--- Exercise requirements ---
Please copy the records below word for word, from their beginning through the line with "Query: shorts", including that line. Leave the pictures out of your answer.
-- START Given entries --
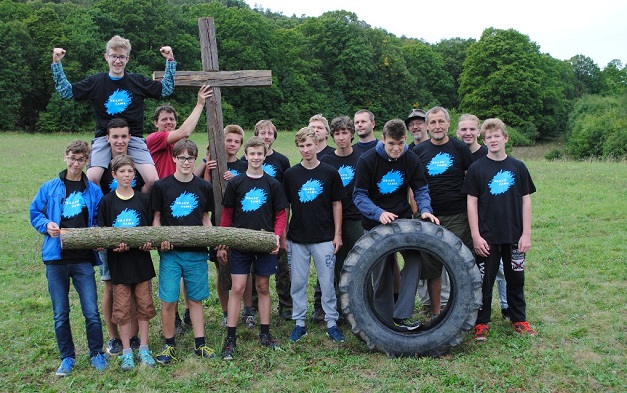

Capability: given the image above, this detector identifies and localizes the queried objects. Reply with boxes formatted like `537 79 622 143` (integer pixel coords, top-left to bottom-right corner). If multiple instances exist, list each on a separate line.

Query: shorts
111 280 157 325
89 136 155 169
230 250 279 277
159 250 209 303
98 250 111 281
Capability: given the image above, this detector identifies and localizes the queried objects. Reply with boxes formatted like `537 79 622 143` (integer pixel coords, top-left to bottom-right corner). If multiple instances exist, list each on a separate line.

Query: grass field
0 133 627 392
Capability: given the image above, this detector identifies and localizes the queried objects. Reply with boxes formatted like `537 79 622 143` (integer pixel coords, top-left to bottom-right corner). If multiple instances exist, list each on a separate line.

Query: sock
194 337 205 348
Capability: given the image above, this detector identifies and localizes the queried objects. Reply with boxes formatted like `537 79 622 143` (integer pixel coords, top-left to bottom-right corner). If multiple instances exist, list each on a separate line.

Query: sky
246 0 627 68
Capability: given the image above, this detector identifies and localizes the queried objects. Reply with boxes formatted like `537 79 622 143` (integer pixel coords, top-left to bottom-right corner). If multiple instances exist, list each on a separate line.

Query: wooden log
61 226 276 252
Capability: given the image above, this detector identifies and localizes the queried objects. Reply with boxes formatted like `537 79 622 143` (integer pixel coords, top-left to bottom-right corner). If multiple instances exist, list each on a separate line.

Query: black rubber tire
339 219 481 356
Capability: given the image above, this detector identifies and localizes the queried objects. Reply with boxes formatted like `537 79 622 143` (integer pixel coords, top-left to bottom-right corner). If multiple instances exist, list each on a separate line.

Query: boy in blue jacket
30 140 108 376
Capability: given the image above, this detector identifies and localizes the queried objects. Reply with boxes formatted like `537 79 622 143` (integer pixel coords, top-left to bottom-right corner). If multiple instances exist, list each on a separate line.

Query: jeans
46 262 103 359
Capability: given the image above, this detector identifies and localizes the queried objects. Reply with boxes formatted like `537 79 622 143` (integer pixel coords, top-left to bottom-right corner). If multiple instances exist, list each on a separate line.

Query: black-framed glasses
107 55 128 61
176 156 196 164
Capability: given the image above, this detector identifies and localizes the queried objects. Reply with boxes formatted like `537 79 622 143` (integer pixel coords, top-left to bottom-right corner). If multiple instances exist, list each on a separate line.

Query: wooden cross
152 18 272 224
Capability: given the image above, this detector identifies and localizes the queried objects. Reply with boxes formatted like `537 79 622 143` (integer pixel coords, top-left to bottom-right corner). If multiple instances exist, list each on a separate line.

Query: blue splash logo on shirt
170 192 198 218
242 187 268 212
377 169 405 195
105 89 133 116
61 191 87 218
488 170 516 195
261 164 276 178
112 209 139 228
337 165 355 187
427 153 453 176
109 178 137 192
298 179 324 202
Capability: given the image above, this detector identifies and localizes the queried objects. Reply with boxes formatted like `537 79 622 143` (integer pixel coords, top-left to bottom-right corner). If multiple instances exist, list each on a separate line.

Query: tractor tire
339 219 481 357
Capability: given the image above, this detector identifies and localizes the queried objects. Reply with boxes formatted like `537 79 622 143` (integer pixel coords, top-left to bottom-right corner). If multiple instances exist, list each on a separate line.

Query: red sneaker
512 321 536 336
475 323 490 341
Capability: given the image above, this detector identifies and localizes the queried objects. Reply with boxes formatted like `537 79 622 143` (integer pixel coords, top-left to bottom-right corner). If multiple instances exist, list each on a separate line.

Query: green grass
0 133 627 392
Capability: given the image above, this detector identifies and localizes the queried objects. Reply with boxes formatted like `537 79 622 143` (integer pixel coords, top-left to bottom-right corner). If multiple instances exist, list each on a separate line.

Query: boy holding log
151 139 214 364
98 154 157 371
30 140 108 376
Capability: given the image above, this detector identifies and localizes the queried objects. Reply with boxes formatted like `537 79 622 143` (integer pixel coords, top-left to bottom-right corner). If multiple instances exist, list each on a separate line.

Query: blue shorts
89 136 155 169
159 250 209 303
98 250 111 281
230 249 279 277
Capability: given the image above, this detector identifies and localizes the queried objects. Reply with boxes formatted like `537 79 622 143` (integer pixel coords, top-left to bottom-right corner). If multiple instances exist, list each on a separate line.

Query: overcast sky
-- END Given entries --
--- Full solution ---
Capability: given the image above, this detector identifies and localizes the queried objects. Reply with boxes formatted like `537 79 622 143` (integer pixel coords, top-left to bottom-right corner). If multiple instances exist, list each on a separate line.

Query: shorts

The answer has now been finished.